▸ **What needs to be done**: Lines before the one containing "Each instance of the street" are excluded; retype that line and all remaining lines of the material exactly.

[Location annotation dataset excerpts]
____
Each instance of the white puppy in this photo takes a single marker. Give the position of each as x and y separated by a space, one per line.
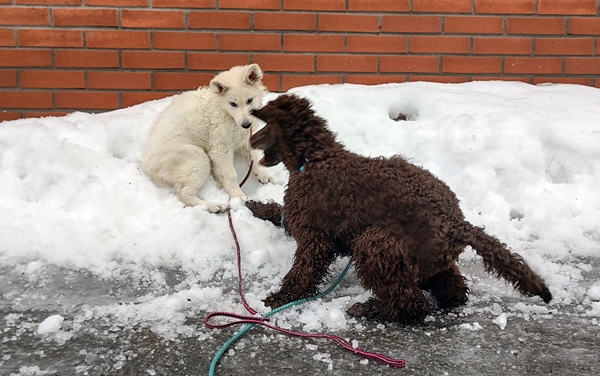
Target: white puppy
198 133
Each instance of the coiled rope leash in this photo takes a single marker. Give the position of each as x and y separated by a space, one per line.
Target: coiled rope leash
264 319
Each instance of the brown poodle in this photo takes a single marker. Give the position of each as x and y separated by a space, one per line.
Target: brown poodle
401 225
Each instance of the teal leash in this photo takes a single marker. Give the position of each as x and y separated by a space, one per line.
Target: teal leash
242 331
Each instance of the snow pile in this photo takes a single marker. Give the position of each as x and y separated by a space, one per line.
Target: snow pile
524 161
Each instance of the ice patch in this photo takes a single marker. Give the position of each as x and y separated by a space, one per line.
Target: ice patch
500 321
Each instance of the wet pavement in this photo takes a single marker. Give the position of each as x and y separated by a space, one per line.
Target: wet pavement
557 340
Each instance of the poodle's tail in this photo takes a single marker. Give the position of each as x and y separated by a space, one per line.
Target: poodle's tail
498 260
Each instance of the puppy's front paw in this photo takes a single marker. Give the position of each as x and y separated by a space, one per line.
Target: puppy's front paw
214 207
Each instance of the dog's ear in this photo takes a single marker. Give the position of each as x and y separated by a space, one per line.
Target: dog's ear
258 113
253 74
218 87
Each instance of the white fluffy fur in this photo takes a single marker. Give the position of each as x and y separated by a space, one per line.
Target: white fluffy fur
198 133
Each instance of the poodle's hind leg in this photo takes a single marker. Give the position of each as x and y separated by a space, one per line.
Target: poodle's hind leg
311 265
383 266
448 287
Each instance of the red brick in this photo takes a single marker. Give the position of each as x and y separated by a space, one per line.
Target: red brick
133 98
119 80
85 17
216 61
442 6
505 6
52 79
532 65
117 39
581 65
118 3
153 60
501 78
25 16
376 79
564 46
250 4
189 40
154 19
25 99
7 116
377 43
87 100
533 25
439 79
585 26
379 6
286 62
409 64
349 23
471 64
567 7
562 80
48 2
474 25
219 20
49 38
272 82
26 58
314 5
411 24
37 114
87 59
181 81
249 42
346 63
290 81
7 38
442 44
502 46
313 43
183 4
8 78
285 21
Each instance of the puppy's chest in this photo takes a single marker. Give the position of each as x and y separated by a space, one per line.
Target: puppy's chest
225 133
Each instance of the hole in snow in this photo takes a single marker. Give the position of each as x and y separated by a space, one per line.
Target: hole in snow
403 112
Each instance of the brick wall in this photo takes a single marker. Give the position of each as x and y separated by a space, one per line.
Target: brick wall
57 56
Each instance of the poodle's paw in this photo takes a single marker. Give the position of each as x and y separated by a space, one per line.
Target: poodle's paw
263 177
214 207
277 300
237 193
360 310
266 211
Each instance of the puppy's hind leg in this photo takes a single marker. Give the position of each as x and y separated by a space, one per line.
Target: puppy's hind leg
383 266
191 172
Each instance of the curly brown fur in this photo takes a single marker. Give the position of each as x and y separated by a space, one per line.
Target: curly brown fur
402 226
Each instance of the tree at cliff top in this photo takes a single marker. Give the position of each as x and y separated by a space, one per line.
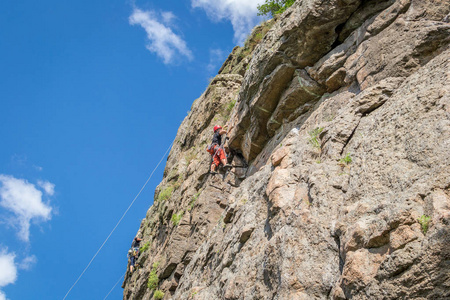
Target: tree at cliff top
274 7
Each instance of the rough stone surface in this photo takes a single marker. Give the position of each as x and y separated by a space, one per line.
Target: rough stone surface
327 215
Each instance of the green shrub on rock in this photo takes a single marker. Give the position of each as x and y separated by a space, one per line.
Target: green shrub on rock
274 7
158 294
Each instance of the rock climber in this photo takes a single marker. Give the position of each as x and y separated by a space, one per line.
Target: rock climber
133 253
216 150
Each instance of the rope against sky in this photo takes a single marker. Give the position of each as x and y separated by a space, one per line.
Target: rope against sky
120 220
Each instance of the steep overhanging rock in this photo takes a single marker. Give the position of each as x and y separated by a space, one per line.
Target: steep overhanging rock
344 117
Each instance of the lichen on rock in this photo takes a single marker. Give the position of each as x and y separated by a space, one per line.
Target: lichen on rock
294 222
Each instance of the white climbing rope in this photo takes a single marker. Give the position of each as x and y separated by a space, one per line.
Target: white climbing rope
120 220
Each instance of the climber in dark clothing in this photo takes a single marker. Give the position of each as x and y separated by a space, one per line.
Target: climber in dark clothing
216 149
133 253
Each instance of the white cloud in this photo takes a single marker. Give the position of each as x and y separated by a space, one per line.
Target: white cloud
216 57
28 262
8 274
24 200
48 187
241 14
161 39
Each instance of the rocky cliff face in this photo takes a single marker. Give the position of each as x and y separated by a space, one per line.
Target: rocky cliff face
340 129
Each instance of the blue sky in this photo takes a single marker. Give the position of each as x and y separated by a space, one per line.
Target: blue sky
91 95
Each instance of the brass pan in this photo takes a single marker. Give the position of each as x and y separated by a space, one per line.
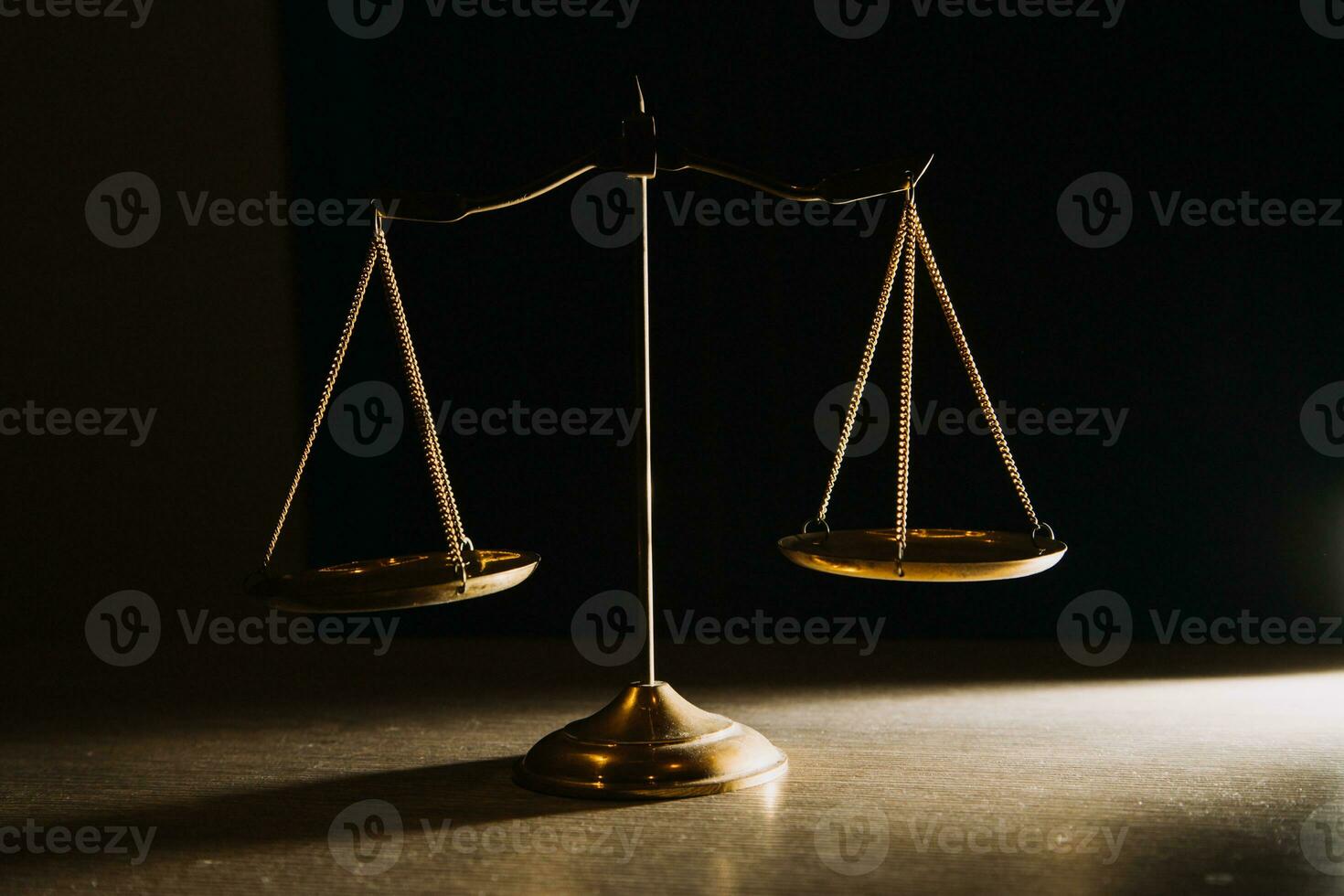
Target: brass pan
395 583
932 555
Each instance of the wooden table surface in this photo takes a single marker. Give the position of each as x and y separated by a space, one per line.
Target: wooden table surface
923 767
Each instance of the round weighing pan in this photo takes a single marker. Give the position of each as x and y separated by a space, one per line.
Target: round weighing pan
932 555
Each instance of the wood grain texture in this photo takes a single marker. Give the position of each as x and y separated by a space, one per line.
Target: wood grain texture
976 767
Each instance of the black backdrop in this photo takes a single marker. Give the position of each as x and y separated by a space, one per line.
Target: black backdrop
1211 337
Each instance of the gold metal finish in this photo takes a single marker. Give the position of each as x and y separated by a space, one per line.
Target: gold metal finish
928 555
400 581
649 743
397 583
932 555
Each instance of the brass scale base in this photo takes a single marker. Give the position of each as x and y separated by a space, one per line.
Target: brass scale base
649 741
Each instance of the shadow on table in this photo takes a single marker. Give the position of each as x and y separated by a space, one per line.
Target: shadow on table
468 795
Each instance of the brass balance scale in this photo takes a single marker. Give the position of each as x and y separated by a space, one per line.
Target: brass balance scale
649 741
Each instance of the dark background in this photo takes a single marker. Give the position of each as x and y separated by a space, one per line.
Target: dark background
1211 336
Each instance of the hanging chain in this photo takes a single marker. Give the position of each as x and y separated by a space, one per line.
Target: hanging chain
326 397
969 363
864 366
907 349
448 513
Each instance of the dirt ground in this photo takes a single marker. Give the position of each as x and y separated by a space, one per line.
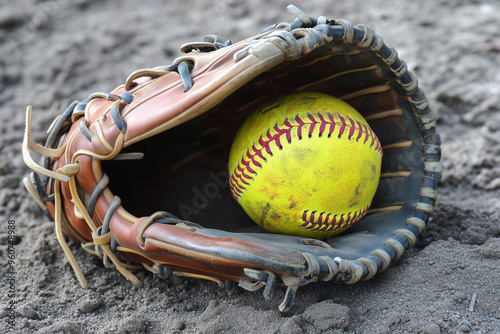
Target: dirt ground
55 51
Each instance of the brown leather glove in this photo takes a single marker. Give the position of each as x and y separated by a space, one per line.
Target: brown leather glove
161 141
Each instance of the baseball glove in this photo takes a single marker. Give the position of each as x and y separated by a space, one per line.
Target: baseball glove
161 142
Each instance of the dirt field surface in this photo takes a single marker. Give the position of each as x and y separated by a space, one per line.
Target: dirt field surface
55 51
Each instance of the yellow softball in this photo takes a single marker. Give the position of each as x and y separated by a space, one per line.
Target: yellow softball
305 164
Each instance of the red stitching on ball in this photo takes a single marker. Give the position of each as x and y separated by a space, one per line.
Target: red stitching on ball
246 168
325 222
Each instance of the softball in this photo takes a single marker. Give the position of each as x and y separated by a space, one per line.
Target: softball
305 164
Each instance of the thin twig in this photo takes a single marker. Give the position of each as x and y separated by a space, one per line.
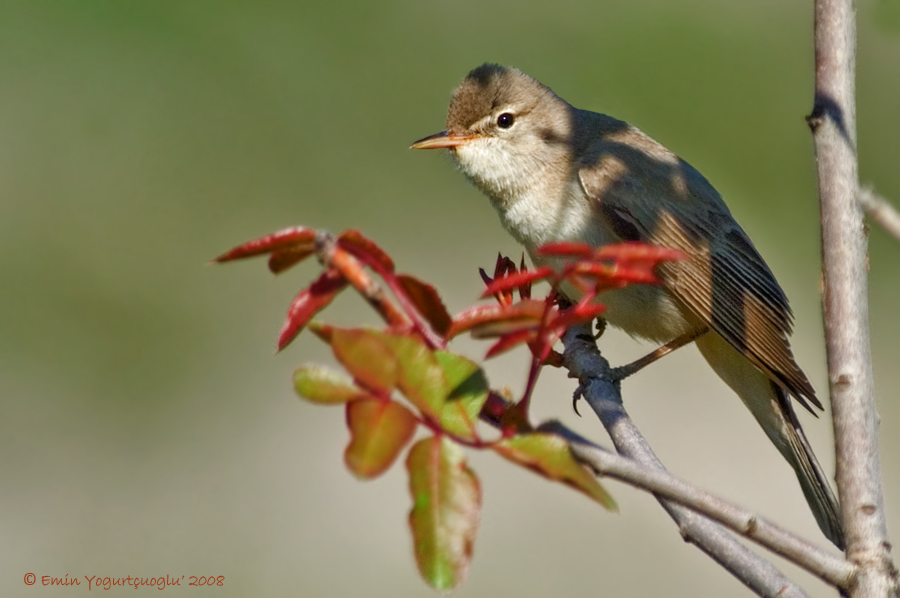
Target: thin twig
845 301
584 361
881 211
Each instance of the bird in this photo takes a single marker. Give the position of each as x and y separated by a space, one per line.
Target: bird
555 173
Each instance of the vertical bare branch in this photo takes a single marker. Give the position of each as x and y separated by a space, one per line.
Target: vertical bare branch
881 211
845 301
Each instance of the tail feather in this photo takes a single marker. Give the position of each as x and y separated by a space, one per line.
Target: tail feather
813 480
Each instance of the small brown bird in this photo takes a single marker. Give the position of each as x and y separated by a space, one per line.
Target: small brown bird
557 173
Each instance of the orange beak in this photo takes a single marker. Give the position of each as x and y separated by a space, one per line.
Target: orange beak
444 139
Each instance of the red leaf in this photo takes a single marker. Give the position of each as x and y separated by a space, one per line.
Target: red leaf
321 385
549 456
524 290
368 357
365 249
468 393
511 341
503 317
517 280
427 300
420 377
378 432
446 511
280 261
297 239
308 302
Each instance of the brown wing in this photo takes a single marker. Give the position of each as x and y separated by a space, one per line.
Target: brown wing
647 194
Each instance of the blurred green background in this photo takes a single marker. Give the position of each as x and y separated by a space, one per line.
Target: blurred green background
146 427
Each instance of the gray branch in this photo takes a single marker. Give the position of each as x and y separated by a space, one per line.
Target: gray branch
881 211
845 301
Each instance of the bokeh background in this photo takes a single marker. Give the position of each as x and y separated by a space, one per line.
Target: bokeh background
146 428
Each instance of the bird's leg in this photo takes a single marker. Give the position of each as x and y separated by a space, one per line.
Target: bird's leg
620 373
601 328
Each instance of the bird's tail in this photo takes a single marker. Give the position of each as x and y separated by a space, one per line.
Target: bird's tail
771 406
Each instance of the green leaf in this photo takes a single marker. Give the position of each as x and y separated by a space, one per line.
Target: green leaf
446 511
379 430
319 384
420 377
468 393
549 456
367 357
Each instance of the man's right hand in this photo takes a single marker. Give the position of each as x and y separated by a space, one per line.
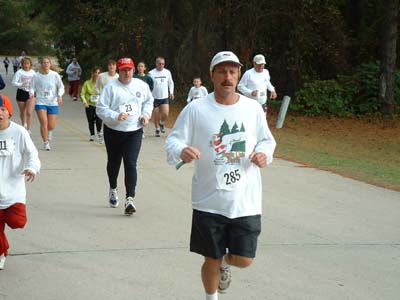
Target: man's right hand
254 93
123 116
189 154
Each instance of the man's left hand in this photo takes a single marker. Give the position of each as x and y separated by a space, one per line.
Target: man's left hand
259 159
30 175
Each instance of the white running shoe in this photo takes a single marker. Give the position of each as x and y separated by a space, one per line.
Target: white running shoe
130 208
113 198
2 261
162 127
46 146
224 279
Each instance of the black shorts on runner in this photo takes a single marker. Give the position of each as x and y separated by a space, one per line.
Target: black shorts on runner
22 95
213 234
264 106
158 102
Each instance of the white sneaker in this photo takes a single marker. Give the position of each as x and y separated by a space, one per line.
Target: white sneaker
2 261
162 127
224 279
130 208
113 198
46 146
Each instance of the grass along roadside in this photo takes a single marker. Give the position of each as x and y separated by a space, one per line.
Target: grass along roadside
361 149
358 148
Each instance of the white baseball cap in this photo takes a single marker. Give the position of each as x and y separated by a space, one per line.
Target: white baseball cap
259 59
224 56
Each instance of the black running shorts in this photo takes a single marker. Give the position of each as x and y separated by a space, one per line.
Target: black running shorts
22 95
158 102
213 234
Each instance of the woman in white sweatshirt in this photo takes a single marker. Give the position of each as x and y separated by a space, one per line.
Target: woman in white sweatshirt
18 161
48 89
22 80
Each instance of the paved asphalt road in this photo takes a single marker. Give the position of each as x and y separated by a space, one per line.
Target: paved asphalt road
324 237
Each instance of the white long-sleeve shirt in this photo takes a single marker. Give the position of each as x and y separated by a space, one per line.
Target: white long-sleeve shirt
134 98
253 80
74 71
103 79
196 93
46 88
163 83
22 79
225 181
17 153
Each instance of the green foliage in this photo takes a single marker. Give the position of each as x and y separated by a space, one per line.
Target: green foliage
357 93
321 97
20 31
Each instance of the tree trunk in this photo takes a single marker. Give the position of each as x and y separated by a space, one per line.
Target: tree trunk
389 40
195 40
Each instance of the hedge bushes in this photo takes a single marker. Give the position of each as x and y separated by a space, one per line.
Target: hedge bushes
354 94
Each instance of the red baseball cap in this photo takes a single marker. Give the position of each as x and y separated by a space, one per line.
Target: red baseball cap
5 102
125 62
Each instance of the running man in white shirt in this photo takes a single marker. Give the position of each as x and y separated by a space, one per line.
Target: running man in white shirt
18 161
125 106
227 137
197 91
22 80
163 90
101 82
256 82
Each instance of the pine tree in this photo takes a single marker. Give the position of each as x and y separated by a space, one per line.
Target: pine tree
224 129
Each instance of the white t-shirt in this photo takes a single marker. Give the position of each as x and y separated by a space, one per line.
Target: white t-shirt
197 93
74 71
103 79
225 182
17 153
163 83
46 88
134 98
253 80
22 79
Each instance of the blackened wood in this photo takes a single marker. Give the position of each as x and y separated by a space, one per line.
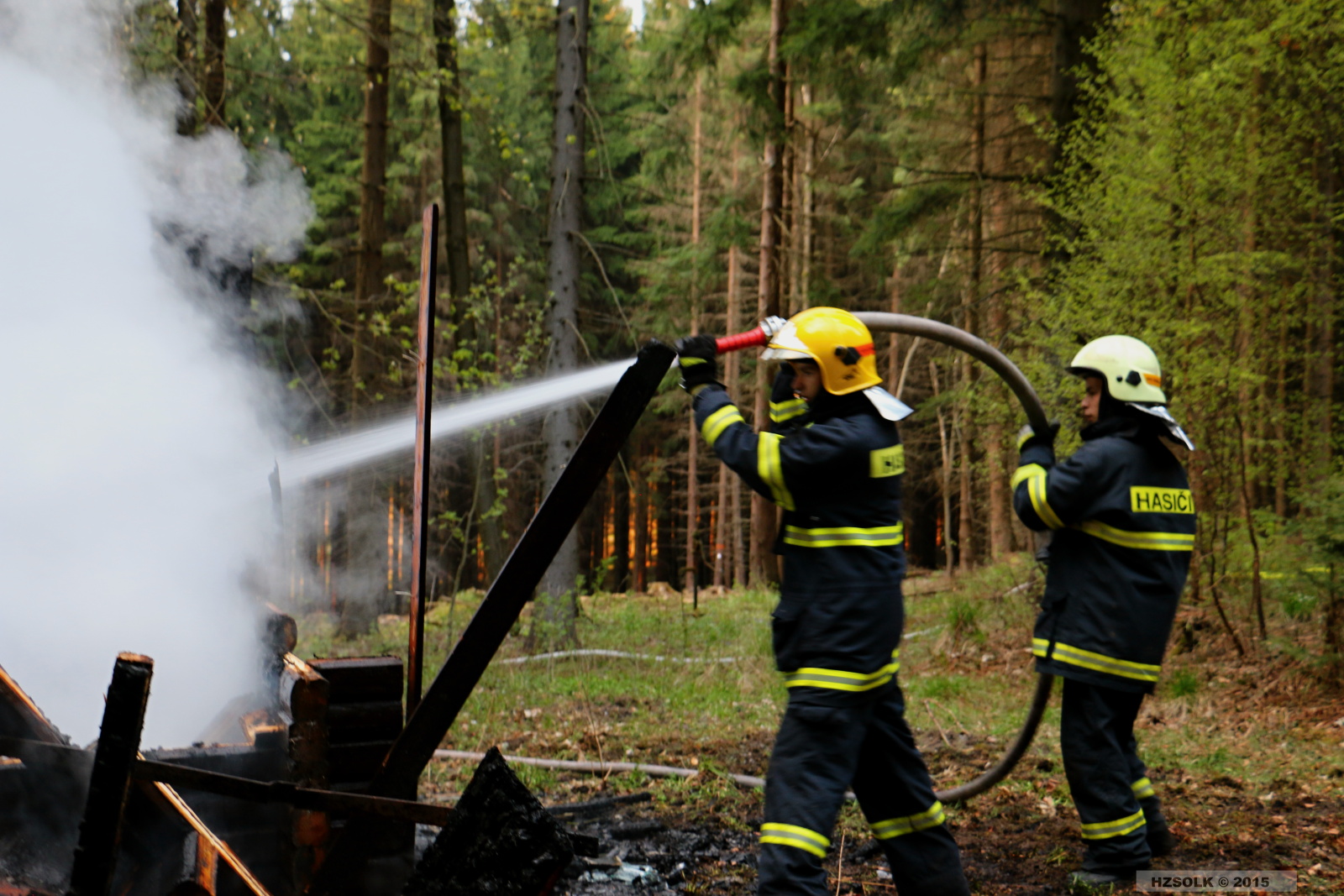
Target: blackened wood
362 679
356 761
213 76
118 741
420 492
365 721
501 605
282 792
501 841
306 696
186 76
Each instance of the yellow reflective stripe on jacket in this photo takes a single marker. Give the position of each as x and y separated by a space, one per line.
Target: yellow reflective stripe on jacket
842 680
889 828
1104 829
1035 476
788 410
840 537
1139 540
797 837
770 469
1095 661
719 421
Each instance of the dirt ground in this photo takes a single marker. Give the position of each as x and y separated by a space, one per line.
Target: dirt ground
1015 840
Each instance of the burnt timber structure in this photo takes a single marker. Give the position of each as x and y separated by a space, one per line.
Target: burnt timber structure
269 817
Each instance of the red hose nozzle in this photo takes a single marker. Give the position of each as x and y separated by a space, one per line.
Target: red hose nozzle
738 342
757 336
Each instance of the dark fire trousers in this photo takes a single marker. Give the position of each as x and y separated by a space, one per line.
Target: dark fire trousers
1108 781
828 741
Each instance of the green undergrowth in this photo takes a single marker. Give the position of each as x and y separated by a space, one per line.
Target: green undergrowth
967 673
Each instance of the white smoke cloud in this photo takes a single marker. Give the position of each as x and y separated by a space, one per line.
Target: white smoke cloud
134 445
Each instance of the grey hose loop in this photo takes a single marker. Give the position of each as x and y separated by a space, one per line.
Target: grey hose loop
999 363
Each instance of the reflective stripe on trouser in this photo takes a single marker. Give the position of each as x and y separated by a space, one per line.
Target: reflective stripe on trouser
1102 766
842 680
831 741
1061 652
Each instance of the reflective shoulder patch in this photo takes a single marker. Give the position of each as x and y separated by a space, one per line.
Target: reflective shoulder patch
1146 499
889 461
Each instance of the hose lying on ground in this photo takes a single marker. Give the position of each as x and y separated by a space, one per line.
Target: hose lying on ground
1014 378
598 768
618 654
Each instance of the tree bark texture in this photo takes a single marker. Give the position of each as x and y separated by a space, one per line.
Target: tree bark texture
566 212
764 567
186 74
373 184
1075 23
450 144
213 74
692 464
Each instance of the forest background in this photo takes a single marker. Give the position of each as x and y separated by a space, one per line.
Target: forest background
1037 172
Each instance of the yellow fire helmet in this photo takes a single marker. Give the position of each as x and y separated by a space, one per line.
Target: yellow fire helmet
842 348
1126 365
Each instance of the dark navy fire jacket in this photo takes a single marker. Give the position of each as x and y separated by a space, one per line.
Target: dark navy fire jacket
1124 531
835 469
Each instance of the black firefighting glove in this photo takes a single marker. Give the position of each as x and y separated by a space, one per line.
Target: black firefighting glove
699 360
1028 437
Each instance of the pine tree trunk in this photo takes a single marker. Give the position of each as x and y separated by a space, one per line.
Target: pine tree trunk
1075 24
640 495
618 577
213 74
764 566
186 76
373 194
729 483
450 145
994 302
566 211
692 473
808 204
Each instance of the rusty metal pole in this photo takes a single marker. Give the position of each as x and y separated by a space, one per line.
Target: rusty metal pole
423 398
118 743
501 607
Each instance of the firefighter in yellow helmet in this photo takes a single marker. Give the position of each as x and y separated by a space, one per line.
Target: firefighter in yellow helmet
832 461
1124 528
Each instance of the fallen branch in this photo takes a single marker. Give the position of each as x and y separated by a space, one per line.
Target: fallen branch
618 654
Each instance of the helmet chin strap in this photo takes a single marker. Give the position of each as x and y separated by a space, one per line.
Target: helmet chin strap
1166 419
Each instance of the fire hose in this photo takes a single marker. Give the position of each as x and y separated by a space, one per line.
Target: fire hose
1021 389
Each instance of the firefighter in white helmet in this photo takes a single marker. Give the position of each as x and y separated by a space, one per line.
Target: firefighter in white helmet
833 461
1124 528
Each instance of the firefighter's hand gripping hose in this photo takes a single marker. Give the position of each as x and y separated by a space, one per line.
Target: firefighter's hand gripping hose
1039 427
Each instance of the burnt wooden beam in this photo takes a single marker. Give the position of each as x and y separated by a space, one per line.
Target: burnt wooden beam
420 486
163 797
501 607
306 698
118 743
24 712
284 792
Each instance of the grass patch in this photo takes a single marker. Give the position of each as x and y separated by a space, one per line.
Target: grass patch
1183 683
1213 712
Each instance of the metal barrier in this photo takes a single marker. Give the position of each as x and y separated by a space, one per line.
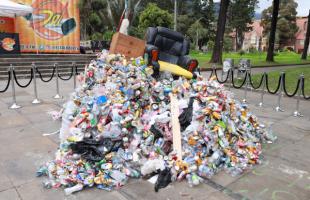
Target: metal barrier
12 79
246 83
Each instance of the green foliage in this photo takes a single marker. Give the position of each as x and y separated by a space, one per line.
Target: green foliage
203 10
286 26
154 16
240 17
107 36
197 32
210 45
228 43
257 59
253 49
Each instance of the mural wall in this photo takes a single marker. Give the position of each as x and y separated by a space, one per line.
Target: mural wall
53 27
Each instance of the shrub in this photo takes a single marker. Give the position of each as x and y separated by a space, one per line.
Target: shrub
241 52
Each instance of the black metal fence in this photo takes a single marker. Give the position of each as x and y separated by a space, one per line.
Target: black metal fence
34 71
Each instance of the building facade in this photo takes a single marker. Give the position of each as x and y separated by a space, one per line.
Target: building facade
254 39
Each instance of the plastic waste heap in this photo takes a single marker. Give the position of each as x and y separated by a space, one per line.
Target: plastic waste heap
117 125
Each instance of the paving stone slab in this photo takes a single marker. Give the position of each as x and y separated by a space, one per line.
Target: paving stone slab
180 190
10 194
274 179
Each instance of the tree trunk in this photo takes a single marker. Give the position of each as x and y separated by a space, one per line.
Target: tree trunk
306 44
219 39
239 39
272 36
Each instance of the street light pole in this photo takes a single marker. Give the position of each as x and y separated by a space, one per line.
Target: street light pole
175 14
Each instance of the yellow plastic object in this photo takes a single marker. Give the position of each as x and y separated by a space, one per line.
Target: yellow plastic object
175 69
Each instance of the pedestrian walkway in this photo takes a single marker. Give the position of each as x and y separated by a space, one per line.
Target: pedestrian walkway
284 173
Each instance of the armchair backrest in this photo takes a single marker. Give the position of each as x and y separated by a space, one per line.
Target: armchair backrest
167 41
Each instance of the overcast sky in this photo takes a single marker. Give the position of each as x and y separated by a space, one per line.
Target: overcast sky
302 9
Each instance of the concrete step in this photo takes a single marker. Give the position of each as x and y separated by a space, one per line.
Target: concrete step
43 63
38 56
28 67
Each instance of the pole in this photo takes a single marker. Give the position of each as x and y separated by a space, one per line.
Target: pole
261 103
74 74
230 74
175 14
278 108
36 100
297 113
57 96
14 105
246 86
____
▸ **Answer in full**:
Each instance of the street light pole in this photo takes a single marker. Give the position of each as x and y separated by a space, one per line.
Target: street light pole
175 14
Each instance of the yellow plastic object in this photo takes a single marker. Give the position of each as x and y separated by a space, one per line.
Target: yellow plastic object
175 69
Each instance of the pedestrian walkway in this photo takes a single marker. Give the position of each as x and y separated by a space, one per line.
Target: pedestrian walkway
284 173
Each instance of the armchair backrest in this photo takes a single marker. Give the position of each as x and y separated by a space, one per line.
Target: armchair backrest
167 41
Each instance of the overcast sky in this photo takes a single marker. Give the position of each as x and y separated by a space, one per line.
Target: overcast sky
302 9
Each instance of the concrete step in this photo takes a single marker. Give the position of each as x and y separated by a space, one per line.
Target: concrete step
43 63
38 56
28 67
Each instance of the pole in this photo takes a single marker. Give the position of each as x and y separated by a space, one per line.
Target: pole
261 103
74 74
230 74
175 14
278 108
36 100
297 113
57 96
14 105
246 86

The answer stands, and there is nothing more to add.